(Beginning of Text excerpt)

Kansas City Royals Will Be Missing 10 Players in Toronto Due to Vaccination Status

Reports broke Wednesday that the Kansas City Royals would be without nearly 40% of their active roster for an upcoming series with the Toronto Blue Jays because of 10 unvaccinated players:

Remarkably, Canada (and in some cases, the US) still bans unvaccinated travelers from entering the country, despite the overwhelming evidence that the vaccines do not prevent infection or transmission.

This also recently impacted the Phillies organization, with catcher J.T. Realmuto saying he would not let Canada tell him what to put in his own body:

Many of the Royals best players will not be able to travel to Toronto for the series, including outfielder Andrew Benintendi, utility man Whit Merrifield, first baseman Hunter Dozier and catcher MJ Melendez. Other significant contributors such as Michael Taylor, Kyle Isbel, Cam Gallagher and pitchers Brad Keller, Brady Singer, and Dylan Coleman will also not make the trip.

This ludicrous policy is now having real, significant impacts on the competitive landscape in MLB.

Vaccine mandates never made sense, but they're even more absurd now in 2022 after conclusive evidence has emerged that vaccine and booster effectiveness is near or below 20%.

Preventing anyone from traveling due to vaccination status is anti-science and unconscionable discrimination, let alone athletes who will be in the country for only a few days.

These are young and healthy men who are at no significant risk from the virus and have made a personal decision that has no impact on the health and well being of others. Preventing them from playing in Toronto is completely unjustifiable.

Canada, of course, has banned unvaccinated travelers since summer 2021 and yet saw newly reported COVID cases rise 11200% by early January 2022. There is no demonstrable benefit to these types mandates, and yet out of arrogance, incompetence and an inability to admit mistakes, they continue.

The Royals are not in playoff position, but for teams like the Phillies or others that are fighting for a wild card spot, Canada's ridiculous ban could have significant consequences. Not to mention the potential impacts if the Blue Jays make the postseason and their opposition is forced to compete without several major contributors.

Even with these competitive advantages at home, Blue Jays manger Charlie Montoyo was fired Wednesday after stumbling to a 46-42 record.

Without question, MLB and the Players Association should be engaging with local officials to ensure that this inexcusable policy does not continue. Government mandates during COVID have often continued until public pressure becomes too overwhelming to ignore, and MLB's power and influence should be leveraged so that no other team has to face such absurd restrictions.

After all, Rob Manfred feels comfortable enough inserting himself into politics to say he'd still move the All-Star Game out of Georgia. Why shouldn't he get involved now?

(End of Text excerpt)
(Beginning of Data for review)

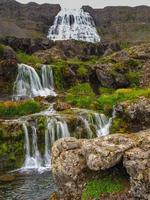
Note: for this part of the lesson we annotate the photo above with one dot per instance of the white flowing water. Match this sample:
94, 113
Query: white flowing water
56, 128
101, 123
74, 24
28, 83
33, 158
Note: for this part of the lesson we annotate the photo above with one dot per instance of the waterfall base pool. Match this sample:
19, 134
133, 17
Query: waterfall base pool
28, 186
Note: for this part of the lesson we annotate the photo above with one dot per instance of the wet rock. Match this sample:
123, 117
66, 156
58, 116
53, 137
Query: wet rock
61, 106
54, 196
7, 178
136, 115
8, 70
73, 160
137, 163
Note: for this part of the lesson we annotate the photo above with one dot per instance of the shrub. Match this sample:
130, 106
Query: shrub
1, 50
10, 109
133, 78
95, 188
82, 71
27, 59
81, 95
120, 95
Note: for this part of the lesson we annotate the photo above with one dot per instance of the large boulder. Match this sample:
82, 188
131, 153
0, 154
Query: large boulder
135, 115
74, 161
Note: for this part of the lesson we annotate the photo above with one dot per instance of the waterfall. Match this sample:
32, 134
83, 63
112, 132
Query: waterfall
74, 24
33, 158
28, 83
101, 123
56, 128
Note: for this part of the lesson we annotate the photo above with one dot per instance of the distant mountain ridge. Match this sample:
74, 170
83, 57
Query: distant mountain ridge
33, 20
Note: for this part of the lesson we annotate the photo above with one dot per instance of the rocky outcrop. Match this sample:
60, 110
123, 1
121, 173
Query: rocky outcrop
137, 163
113, 23
8, 70
122, 23
11, 145
73, 162
136, 115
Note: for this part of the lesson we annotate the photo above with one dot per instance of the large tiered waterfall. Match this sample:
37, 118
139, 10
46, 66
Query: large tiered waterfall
29, 84
91, 123
56, 128
74, 24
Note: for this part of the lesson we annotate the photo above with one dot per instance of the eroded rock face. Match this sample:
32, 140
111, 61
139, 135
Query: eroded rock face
136, 114
73, 160
137, 163
8, 70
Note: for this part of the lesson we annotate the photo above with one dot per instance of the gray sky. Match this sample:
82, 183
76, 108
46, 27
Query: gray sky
93, 3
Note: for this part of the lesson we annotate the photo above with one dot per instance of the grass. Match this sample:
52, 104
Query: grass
96, 188
81, 95
9, 109
109, 100
28, 59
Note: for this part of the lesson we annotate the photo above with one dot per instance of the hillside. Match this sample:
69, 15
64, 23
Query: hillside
113, 23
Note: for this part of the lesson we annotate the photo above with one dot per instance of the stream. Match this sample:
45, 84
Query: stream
28, 186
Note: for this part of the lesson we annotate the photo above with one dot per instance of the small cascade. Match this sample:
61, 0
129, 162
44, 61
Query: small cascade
56, 128
28, 83
101, 123
87, 127
74, 24
33, 158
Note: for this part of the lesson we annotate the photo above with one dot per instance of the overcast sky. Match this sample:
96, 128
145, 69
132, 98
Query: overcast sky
93, 3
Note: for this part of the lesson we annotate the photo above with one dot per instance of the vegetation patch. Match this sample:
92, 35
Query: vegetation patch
28, 59
10, 109
107, 185
106, 101
1, 50
81, 95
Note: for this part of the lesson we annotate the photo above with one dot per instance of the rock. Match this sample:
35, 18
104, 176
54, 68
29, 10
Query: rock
136, 115
30, 20
8, 71
54, 196
7, 178
109, 79
60, 106
137, 163
73, 161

(End of Data for review)

- **Parts of the exercise**
[a] In the Royals vaccination article, write out the passage starting at "This also recently" and ending at "landscape in MLB.", substituting "baseless policy" for "ludicrous policy".
[b] In the Royals vaccination article, what was Charlie Montoyo's record when he was fired?

- **Task answers**
[a]
This also recently impacted the Phillies organization, with catcher J.T. Realmuto saying he would not let Canada tell him what to put in his own body:

Many of the Royals best players will not be able to travel to Toronto for the series, including outfielder Andrew Benintendi, utility man Whit Merrifield, first baseman Hunter Dozier and catcher MJ Melendez. Other significant contributors such as Michael Taylor, Kyle Isbel, Cam Gallagher and pitchers Brad Keller, Brady Singer, and Dylan Coleman will also not make the trip.

This baseless policy is now having real, significant impacts on the competitive landscape in MLB.

[b] 46-42